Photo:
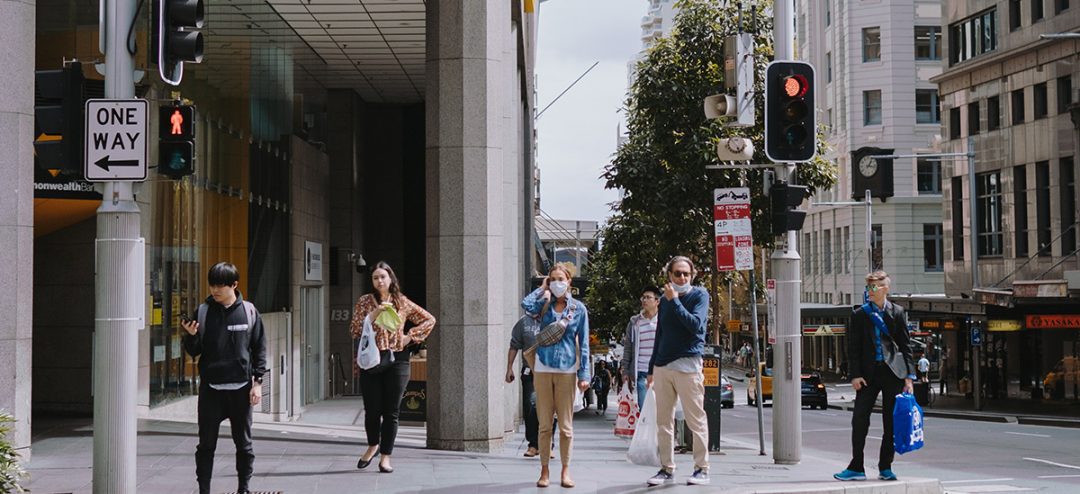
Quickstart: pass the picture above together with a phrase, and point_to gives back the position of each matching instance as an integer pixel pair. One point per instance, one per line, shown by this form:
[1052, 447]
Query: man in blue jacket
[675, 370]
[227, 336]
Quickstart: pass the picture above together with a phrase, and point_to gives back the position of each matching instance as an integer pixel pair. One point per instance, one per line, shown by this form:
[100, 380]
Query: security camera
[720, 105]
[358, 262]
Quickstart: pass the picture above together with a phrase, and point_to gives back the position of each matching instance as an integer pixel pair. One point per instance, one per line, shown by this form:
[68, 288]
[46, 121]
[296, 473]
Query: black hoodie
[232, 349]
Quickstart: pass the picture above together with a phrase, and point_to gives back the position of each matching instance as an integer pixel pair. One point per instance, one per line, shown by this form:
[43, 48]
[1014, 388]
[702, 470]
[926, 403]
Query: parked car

== PROBLEM DESCRIPTION ==
Any pictures should be dropped; transcribe the rest of the records above exactly.

== OUTPUT BELOW ==
Photo:
Quickstart: pass the picture above together with a phrase, and point_to gives back the position of each matching instance as an integer pixel pair. One point per instance, one per line, shown by this form:
[1052, 447]
Query: man in blue jacket
[675, 370]
[227, 336]
Quickstart: pass the picture above together with a phrase, and point_to gives back the position of each matching instance as an integer pixel pair. One point per instance, one per line, shown by this form:
[100, 380]
Query: security camera
[720, 105]
[358, 262]
Quickstart: pass the picture above together with a phrase, and point_to gives back the position of each matching instance as an integer pixel pair. One point per instance, one per line, shown by this form:
[68, 288]
[46, 121]
[296, 473]
Query: black hoodie
[232, 349]
Quickstart: pass the picture above together with a phrase, and point_to gives back the position of each matching instance as an integer pixel pair. One point per instance, one per line, shown by this form:
[43, 48]
[1014, 388]
[702, 470]
[926, 403]
Query: parked car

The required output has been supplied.